[Part of a data file]
↓↓↓

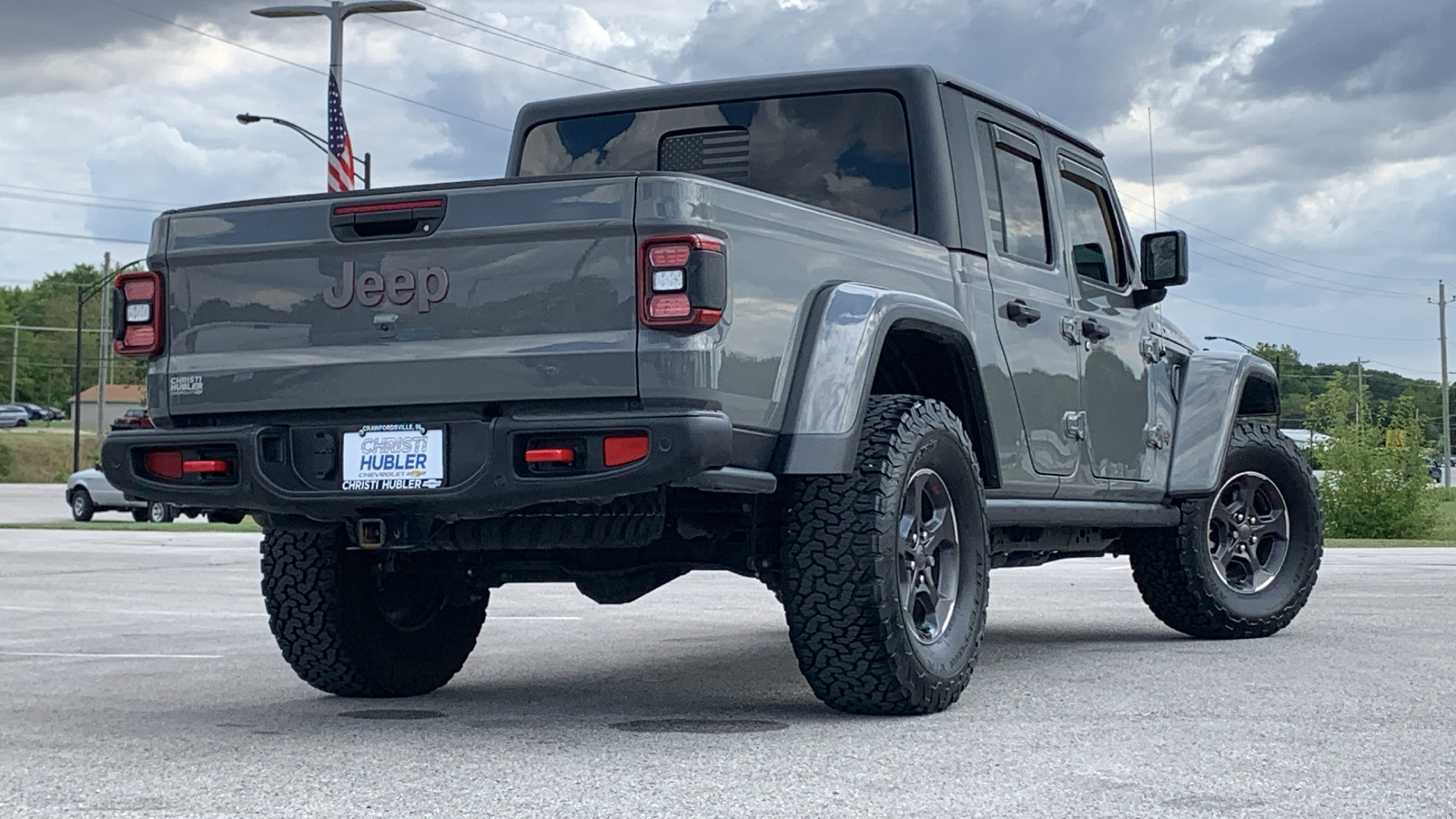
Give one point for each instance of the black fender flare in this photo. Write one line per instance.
(1218, 388)
(836, 363)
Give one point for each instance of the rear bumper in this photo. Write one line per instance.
(293, 470)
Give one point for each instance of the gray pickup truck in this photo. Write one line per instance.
(863, 336)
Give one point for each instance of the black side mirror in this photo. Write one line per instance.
(1165, 259)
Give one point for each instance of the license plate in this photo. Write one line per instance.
(393, 458)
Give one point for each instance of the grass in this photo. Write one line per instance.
(1441, 535)
(123, 526)
(43, 457)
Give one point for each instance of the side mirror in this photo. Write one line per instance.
(1165, 259)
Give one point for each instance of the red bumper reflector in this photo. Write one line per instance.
(165, 464)
(623, 450)
(670, 307)
(207, 467)
(551, 455)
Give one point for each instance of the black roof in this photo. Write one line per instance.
(892, 77)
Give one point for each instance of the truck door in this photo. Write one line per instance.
(1114, 373)
(1031, 295)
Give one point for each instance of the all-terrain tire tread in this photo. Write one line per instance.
(1169, 579)
(832, 599)
(320, 637)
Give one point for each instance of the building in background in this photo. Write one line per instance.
(120, 397)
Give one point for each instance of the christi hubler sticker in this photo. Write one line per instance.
(186, 385)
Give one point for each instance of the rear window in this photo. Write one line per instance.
(844, 152)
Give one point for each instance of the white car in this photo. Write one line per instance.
(89, 491)
(12, 416)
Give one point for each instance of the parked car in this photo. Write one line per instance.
(89, 491)
(12, 416)
(133, 420)
(34, 410)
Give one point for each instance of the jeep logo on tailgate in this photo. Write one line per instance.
(426, 288)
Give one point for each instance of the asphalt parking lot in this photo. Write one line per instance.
(137, 678)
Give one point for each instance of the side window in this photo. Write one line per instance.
(1016, 197)
(1091, 230)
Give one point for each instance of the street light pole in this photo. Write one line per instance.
(1279, 376)
(337, 12)
(313, 138)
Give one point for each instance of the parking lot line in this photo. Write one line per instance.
(99, 656)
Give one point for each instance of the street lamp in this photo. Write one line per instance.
(315, 138)
(337, 12)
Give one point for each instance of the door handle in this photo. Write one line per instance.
(1094, 331)
(1018, 312)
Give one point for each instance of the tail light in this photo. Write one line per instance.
(137, 314)
(683, 281)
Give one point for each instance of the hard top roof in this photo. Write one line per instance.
(892, 77)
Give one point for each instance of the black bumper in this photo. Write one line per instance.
(295, 468)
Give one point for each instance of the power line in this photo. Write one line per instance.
(497, 31)
(1271, 252)
(1293, 325)
(306, 67)
(72, 237)
(25, 197)
(1315, 280)
(383, 19)
(1370, 293)
(87, 196)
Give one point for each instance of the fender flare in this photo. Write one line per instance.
(839, 354)
(1216, 389)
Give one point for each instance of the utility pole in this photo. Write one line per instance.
(101, 353)
(1359, 392)
(15, 359)
(1446, 392)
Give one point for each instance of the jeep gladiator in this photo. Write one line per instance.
(863, 336)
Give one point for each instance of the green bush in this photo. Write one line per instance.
(1376, 484)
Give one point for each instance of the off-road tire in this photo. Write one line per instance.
(324, 611)
(82, 506)
(1176, 571)
(842, 564)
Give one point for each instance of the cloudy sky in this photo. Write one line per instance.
(1305, 147)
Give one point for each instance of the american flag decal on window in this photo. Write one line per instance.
(341, 153)
(721, 153)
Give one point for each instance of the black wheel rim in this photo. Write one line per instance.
(1249, 532)
(929, 542)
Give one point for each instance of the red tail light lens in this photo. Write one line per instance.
(623, 450)
(683, 281)
(137, 314)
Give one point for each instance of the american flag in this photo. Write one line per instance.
(341, 153)
(721, 153)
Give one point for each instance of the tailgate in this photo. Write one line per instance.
(516, 290)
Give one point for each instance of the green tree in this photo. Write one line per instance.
(1375, 475)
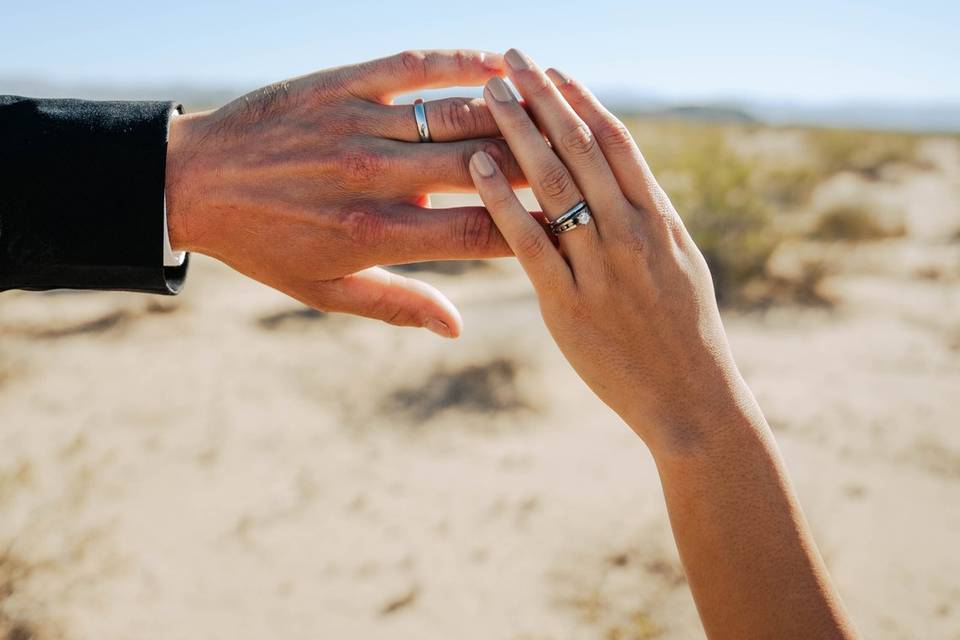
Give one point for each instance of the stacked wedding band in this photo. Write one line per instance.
(578, 215)
(421, 116)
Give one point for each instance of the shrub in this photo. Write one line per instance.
(864, 152)
(710, 185)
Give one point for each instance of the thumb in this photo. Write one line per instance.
(383, 295)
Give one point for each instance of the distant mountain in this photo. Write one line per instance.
(921, 117)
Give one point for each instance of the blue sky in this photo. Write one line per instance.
(811, 51)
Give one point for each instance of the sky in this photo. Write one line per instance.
(815, 51)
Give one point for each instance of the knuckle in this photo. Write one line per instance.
(363, 227)
(458, 115)
(579, 141)
(477, 233)
(490, 147)
(361, 166)
(532, 243)
(554, 181)
(537, 85)
(413, 63)
(614, 135)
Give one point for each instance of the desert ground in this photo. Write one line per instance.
(229, 464)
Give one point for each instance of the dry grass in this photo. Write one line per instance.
(853, 223)
(739, 203)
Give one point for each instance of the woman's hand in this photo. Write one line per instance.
(307, 184)
(628, 297)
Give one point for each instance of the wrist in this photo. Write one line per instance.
(702, 424)
(181, 181)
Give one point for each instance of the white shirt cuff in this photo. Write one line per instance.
(171, 258)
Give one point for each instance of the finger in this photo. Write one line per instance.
(529, 241)
(550, 180)
(403, 233)
(570, 138)
(622, 153)
(410, 70)
(448, 119)
(393, 298)
(445, 166)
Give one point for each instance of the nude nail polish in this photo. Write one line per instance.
(516, 60)
(438, 327)
(558, 77)
(499, 89)
(483, 164)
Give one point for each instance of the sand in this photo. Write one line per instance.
(226, 464)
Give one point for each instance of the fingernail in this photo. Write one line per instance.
(499, 89)
(438, 327)
(483, 164)
(558, 77)
(516, 60)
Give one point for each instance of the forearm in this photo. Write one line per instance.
(746, 548)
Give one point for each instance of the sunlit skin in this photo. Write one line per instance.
(309, 184)
(629, 300)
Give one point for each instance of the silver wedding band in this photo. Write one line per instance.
(578, 215)
(420, 114)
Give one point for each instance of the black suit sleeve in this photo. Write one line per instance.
(82, 195)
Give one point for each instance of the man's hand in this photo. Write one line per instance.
(309, 184)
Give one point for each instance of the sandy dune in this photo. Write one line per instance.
(226, 464)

↑↑↑

- **Problem to work on**: Quote only the lines from the one containing "Give one point for each instance of the sand in" through the final line of the records, with both ends included.

- **Result of this task**:
Give one point for each instance of the sand in this photo. Write one line per instance.
(226, 464)
Give one point for each instance of the fingernail in this photo. Write one line per instance.
(499, 89)
(438, 327)
(483, 164)
(558, 77)
(516, 60)
Give one point for each instance of the forearm in this photo. Write one line per instance.
(746, 548)
Give one point for each instance of the sunlit skin in this photo. Write one line per instance.
(309, 184)
(629, 300)
Give one point for each instance of the silver wedding band in this photo. Write one line per instance.
(578, 215)
(420, 114)
Give one point for each instance of the black suit sleeve in this photo. Write one line per instance.
(82, 195)
Give one point for each instance of the man's hand in this photo. Write one line per instance.
(309, 184)
Give one point for each instance of the sandy dune in this photo. Write one line per instance.
(226, 464)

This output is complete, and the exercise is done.